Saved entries
· · · ·

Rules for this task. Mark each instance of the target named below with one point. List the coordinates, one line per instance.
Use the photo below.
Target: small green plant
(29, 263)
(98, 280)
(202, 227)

· · · ·

Could you find every line in the records above that contains the word "below" and copy it?

> _EXERCISE SOLUTION_
Rules for this task. Mark each instance of the target named below with one point. List the coordinates, one line per instance.
Use the photo below.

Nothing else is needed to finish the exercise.